[DOCUMENT TEXT start]

To fix Delhi's water services, look at its power reform story
India, May 15 -- As Delhi braces for another scorching summer, the prospect of water shortages and harried calls for expensive water-tankers looms large. This has become an annual feature, with the summer of 2024 bringing severe water shortages and, tragically, a fatality caused by a water dispute. In contrast, Delhi's power services do not evoke the same sense of foreboding when summer arrives. In June 2024, power demand reached an all-time high of 8,656 MW, yet Delhi experienced minimal disruptions.
But this was not always the case. What is often forgotten is that Delhi's water and electricity services had similar trajectories for over 40 years, from 1957 until 2000. Initially, the Municipal Corporation of Delhi managed both services through the Delhi Water Supply and Sewage Disposal Undertaking and the Delhi Electric Supply Undertaking. In 1992, these services were transferred to the newly formed Delhi state government, with the creation of the Delhi Jal Board (DJB) in 1998 and the Delhi Vidyut Board (DVB) in 1997. They mirrored each other in not just institutional arrangements, but also their inefficiency and poor service levels.
In the late 1990s, power supply crises were a norm in Delhi. In 1997, the city faced daily power cuts of over six hours, even in the VIP areas of Lutyens' Delhi. Markets and office complexes were engulfed by the stench of genset emissions. Spurred by the acute power crisis, the growing fiscal burden of DVB's losses, and a national policy impetus for electricity reform, the Delhi Electricity Reform Ordinance was promulgated and the relevant Act passed in 2000. This introduced an independent regulator- the Delhi Electricity Regulatory Commission (DERC) - and unbundled DVB into a holding company, a transmission company, and three distribution companies (discoms) in which private players held 51% stake. The reforms went on to transform Delhi's power services over the following decades.

[DOCUMENT TEXT end]
[DATA PROVIDED start]

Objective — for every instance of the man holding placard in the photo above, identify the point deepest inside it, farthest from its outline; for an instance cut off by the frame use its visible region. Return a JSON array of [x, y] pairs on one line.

[DATA PROVIDED end]

REQUIREMENTS:
1. List each distinct year mentioned in the article on Delhi's water and power services, in the order they first appear.
2. Continue the article on Delhi's water and power services from the point where it stops.
The listing has no connection to the article on Delhi's water and power services.

ANSWERS TO THE EXERCISE:
1. 2024, 1957, 2000, 1992, 1998, 1997

2.
Meanwhile, the water sector, which was also plagued by inefficiency and poor service levels, remained devoid of any such reforms. A reform attempt around 1998 ran into political controversies and was abandoned. In recent years, a few performance improvement projects were taken up with private sector participation for distribution in select areas of Delhi, which have had mixed results. Importantly, the learnings from these projects have not been leveraged for a scaled-up intervention.
Unlike the power sector, there has been no national policy impetus for water sector reform, since water is a state subject. National missions like JNNURM, AMRUT and Jal Jeevan Mission have mostly focused on addressing infrastructure gaps in the sector rather than systemic change. Two decades after the power reforms, a comparison of the two sectors shows a stark contrast.
Losses: Technical and commercial losses in the electricity sector fell from 55% in 2002 to 7.5% in 2021, translating into substantial savings for the government. Load shedding decreased from 4.9% in 2001 to 0.055% in 2019. In contrast, DJB's technical and commercial losses (i.e. non-revenue water) remain alarmingly high at 58%, slightly worse than 52% from fifteen years ago. There are sharp service inequities across the city, frequent instances of water contamination and supply disruptions, with continued dependence on water tankers in large parts of the city.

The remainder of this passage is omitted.